§ Task material
— Start —

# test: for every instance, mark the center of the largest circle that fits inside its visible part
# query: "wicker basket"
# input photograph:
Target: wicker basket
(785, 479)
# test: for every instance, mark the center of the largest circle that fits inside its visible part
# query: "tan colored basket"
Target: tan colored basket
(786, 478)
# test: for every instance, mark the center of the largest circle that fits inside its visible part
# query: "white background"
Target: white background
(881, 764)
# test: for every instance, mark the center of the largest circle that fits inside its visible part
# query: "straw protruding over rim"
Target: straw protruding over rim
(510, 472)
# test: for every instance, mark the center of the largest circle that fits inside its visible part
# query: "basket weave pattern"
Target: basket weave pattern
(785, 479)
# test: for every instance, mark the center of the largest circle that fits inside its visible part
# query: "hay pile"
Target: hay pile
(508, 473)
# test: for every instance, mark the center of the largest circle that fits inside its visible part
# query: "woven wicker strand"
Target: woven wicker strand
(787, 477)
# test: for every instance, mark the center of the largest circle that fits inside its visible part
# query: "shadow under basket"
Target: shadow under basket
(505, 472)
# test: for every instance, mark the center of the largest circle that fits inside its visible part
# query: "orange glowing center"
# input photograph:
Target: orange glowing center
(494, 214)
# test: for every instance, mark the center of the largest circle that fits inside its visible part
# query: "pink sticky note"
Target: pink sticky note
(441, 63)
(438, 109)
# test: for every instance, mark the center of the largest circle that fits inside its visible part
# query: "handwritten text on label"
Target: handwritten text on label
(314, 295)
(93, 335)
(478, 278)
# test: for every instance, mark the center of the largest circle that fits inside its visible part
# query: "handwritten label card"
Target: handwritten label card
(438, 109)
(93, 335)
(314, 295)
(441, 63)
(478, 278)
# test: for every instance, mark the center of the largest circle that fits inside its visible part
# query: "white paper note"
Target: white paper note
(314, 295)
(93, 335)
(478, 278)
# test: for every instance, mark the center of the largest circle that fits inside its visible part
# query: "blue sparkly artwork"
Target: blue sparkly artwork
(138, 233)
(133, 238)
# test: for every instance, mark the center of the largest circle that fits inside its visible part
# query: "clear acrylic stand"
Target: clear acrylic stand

— End —

Repeat the records above in full, character for character.

§ Answer below
# test: for every instance, mark the center of the largest circle that fits inside its visible part
# query: "wicker basket"
# input photograph:
Target: wicker basket
(785, 479)
# test: for every instance, mark the center of the largest circle that fits inside its visible part
# query: "tan colored basket"
Target: tan colored basket
(786, 478)
# test: for every instance, mark the center of the largest circle that fits inside its visible part
# query: "white background"
Target: white background
(881, 764)
# test: for every instance, mark the center of the largest circle that fits inside its visible part
# query: "straw protruding over rim"
Target: straw protruding over rim
(510, 472)
# test: for every instance, mark the center of the largest circle that fits inside its visible part
# query: "basket weave pattern"
Target: basket weave pattern
(785, 479)
# test: for every instance, mark the center of the largest circle that fits inside its visible part
# query: "hay pile"
Target: hay pile
(508, 473)
# test: for every instance, mark the center of the largest circle that fits inside its visible part
# query: "woven wicker strand"
Target: woven wicker strand
(787, 477)
# test: for every instance, mark the center of the largest circle that fits inside its visible part
# query: "shadow under basket"
Target: shadow under basket
(505, 472)
# test: for every instance, mark the center of the largest circle that fits inside its visible part
# query: "orange glowing center"
# input photograph:
Target: orange glowing center
(494, 214)
# test: for every instance, mark the center of the largest circle that fits inside its visible part
# query: "pink sticky note"
Target: pink sticky note
(441, 63)
(438, 109)
# test: for every instance, mark the center of the largest circle that fits inside its visible part
# query: "handwritten text on label"
Target: handwritten text on label
(314, 295)
(93, 335)
(478, 278)
# test: for every instance, mark the center of the largest circle that fits inside its visible part
# query: "handwritten label card"
Target: handwritten label card
(438, 109)
(93, 335)
(314, 295)
(441, 63)
(478, 278)
# test: for every instance, mark the center of the largest circle that fits inside its visible part
# query: "white paper note"
Target: white paper note
(314, 295)
(93, 335)
(478, 278)
# test: for every instance, mark the center of the largest circle that fits inside its visible part
# query: "blue sparkly artwork"
Target: blue sparkly artwork
(138, 233)
(133, 238)
# test: for every instance, mark the center of the largest circle that fits inside its visible part
# query: "clear acrylic stand"
Target: clear acrylic stand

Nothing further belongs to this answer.